** Begin Passage **

Wednesday
Oct282009

Disheartened

In response to my recent post "13 Point Library Checklist for School Principals," an anonymous commenter left a rather sad observation:

 

If given the article, would my principal even understand what he'd read?

signed
Disheartened

Personally, I've found that given enough time and enough effort, all administrators can learn. But it is up to the building librarians to be the instructor. Nobody else can or will do it for us.

One of my earliest published articles, "Using Planning and Reporting to Build Library Support," appeared in the Book Report (now LMC) magazine way, way back when the earth was still cooling - 1992. Based on my own efforts as a high school librarian at the time, the second part of the article talks about the necessity for an ongoing, long-term, formal communication plan aimed in large part directly at the building principal. Nothing has changed except the number and quality of tools with which we can communicate. Really.

As a profession we too often bemoan the fact that principal training programs, administrative conferences, and professional journals either ignore or malign librarians. Leading me to believe that too many of us have developed a "victim" mentality.

Here's my bold prediction: Anyone who thinks of him/herself as victim in education will wind up as one.

Somehow your principal managed to scrape together enough brains to get a college degree (probably a couple), fool somebody in an interview, and maybe even win the approval of others in your building and community. These folks are teachable. Take advantage of it.

Tuesday
Oct272009

Do U U Tube?

I hear this question, well-stated in a recent e-mail, quite a lot:

We have been debating about unblocking YouTube at school.  Have you had any experience with this?  And what is your take on this situation?  My principal and myself are totally for it but we have a lot of teachers with resistance.  They cannot see the educational benefits or uses of YouTube.  We have a staff meeting on Friday and I am sure it will turn into a heated debate.  I am contacting a few "experts" to get your take.  :)

** End Passage **

## What is needed
In the blog text above, in what year did the article "Using Planning and Reporting to Build Library Support" appear in the Book Report?

** Begin Records provided **

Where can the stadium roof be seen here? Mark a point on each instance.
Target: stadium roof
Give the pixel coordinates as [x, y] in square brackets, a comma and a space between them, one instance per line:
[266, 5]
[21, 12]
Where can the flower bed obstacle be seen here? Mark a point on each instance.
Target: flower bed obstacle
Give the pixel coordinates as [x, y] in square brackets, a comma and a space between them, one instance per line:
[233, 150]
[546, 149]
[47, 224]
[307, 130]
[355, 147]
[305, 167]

** End Records provided **
** Begin Records provided **

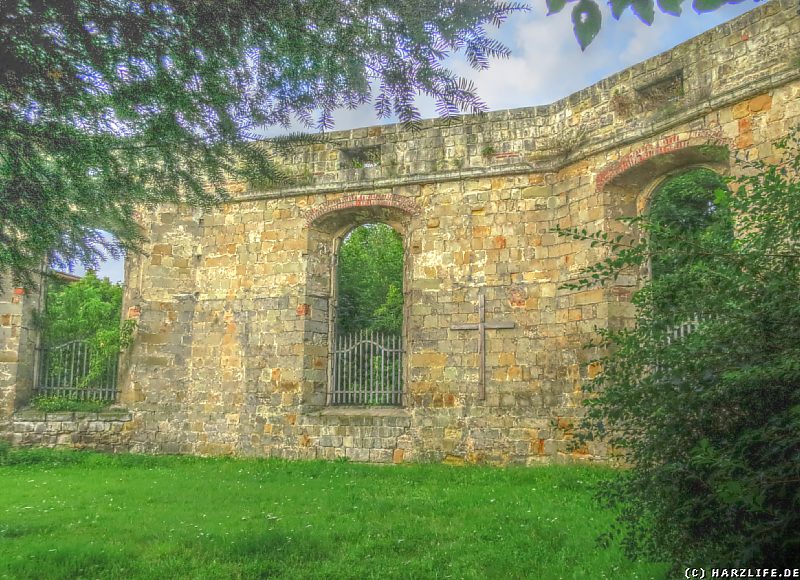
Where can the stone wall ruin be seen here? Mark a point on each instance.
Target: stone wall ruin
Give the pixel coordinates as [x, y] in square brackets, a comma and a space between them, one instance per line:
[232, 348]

** End Records provided **

## Output of the exercise
1992